TASK DIRECTIONS: Go through the data line by line. Copy each one holding the string "sculpture".
** RECORDS FOR THE TASK follows **
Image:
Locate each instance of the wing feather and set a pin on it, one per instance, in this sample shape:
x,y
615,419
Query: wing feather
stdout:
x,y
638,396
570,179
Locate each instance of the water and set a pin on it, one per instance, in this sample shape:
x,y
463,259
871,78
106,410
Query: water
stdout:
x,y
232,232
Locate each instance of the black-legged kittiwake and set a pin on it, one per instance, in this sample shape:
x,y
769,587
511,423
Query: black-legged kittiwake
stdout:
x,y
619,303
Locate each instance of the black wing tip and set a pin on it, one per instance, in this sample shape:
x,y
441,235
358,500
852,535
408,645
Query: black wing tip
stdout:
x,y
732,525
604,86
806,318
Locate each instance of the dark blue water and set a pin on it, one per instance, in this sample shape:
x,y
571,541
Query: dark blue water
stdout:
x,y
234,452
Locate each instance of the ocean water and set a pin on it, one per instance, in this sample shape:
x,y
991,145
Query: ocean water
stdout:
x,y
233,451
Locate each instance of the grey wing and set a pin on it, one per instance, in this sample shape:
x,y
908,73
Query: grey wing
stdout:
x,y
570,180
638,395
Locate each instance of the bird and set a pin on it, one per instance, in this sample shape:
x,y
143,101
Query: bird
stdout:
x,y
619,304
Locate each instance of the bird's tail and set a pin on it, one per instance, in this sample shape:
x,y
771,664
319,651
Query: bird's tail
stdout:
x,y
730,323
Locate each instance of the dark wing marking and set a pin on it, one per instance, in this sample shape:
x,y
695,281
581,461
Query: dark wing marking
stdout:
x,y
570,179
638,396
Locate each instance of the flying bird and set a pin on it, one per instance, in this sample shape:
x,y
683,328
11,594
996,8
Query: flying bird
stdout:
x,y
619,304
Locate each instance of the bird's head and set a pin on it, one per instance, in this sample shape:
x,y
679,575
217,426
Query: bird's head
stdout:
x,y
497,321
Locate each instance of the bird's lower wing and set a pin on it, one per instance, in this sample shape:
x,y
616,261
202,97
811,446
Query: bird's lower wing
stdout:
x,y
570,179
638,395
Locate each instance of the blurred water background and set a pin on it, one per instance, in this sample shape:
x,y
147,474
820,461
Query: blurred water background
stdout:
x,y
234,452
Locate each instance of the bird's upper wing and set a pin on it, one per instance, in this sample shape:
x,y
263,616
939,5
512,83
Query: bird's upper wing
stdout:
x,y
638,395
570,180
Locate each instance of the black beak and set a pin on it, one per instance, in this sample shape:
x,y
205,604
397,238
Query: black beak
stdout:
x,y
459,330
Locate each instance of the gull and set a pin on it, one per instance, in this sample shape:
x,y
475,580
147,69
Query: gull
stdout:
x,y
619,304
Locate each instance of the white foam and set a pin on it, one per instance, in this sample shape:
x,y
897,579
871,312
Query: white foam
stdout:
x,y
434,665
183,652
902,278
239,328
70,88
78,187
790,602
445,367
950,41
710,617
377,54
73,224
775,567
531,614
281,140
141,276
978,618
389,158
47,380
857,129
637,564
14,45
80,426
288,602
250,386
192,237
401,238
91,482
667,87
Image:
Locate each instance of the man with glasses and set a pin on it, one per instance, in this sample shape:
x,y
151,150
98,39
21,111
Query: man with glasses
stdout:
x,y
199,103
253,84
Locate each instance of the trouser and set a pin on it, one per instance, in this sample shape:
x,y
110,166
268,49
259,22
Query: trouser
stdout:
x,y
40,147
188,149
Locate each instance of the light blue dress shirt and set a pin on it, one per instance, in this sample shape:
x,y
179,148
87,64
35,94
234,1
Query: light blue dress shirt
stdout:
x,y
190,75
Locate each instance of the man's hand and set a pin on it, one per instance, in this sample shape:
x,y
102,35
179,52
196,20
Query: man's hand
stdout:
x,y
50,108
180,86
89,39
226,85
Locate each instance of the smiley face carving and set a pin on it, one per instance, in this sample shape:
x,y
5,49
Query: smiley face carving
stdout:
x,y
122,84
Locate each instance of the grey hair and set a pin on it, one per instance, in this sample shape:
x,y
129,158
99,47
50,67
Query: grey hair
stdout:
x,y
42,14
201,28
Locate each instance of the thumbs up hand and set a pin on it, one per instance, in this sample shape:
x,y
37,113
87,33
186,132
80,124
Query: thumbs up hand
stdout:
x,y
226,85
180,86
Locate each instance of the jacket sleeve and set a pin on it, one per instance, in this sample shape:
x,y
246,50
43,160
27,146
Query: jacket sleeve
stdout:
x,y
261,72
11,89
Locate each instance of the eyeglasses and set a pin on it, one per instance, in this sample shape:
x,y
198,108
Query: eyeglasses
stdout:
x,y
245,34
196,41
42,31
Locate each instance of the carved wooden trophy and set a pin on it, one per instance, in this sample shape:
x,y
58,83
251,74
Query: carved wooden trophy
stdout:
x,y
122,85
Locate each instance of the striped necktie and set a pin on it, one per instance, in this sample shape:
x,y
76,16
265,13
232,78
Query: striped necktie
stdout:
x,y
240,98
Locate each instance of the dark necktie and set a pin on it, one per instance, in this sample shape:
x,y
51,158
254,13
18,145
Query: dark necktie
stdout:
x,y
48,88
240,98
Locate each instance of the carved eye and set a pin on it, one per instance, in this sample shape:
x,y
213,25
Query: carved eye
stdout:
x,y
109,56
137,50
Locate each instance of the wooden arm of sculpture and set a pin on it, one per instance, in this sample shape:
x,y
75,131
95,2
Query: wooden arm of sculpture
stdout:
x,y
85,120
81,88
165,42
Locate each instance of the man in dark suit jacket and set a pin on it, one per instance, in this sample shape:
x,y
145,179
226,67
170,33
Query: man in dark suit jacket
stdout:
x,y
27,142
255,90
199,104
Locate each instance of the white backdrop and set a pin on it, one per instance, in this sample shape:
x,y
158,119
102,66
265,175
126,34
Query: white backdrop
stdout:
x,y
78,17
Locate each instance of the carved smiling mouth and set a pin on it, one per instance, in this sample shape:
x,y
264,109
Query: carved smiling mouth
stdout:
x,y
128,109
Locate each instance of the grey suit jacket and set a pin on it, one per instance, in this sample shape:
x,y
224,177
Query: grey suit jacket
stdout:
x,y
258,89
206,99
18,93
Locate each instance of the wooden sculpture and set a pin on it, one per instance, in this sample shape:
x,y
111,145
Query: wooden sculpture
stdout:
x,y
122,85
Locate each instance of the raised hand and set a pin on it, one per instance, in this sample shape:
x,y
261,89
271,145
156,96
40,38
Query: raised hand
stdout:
** End of RECORDS FOR THE TASK **
RESPONSE:
Locate each instance of the wooden arm of sculpture and set a pin on it, one per instance, in this sample shape:
Query: wooden arm of sculpture
Locate each instance of the wooden sculpture and set a pin on it, one per instance, in this sample shape:
Query: wooden sculpture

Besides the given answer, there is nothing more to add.